- [ASSIGNMENT]: Where does "rocky" appear in the data? Return each line that holds it.

- [ENTRIES SHOWN]:
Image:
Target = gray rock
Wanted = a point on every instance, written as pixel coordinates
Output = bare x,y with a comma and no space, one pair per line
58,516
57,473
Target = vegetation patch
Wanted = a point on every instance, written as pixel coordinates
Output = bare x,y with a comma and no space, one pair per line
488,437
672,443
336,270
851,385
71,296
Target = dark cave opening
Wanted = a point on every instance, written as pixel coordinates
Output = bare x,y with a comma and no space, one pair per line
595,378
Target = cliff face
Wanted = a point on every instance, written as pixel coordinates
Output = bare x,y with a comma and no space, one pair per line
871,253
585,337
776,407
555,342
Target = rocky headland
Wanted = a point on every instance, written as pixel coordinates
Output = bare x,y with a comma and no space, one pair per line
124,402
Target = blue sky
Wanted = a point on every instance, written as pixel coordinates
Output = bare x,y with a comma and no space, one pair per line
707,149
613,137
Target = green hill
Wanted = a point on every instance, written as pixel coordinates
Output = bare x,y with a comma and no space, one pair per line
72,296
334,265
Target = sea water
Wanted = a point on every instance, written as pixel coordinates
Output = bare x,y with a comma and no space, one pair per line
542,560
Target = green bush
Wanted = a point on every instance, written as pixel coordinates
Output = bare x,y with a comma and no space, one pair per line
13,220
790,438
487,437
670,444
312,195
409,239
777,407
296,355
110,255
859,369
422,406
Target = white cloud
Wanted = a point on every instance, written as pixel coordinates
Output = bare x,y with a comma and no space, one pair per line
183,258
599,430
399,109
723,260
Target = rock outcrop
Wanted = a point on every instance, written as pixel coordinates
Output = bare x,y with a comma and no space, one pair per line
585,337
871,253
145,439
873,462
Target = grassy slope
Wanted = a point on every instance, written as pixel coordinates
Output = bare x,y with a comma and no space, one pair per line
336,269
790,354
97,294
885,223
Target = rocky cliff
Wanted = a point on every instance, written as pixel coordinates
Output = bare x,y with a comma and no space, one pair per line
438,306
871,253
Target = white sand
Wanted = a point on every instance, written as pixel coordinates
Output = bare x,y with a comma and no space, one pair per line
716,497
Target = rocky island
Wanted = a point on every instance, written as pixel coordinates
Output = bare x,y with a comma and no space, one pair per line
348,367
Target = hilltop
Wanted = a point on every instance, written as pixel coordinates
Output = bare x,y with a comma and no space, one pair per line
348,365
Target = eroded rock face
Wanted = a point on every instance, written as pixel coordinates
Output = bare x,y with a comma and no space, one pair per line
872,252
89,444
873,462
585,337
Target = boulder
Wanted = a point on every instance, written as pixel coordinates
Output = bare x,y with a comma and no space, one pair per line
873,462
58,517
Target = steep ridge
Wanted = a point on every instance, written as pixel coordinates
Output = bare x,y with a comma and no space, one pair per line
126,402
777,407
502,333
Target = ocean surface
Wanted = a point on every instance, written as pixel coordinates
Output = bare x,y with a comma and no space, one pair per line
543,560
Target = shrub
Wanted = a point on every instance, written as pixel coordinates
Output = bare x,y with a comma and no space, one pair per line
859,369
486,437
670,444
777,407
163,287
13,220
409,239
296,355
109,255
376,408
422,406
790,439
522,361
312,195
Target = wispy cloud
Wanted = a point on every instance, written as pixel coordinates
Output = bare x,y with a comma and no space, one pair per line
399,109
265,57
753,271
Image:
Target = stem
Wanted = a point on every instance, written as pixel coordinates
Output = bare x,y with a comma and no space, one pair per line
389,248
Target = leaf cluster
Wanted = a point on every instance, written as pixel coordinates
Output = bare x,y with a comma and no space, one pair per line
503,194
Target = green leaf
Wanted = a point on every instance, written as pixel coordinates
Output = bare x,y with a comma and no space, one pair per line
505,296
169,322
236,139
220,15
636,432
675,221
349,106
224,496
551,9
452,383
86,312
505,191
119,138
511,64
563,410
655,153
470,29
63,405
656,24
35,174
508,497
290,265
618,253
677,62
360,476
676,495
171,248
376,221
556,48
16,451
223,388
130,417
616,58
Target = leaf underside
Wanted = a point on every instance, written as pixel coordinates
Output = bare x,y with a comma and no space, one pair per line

- [REPLY]:
Target = rocky headland
Target = rocky cliff
Target = rocky island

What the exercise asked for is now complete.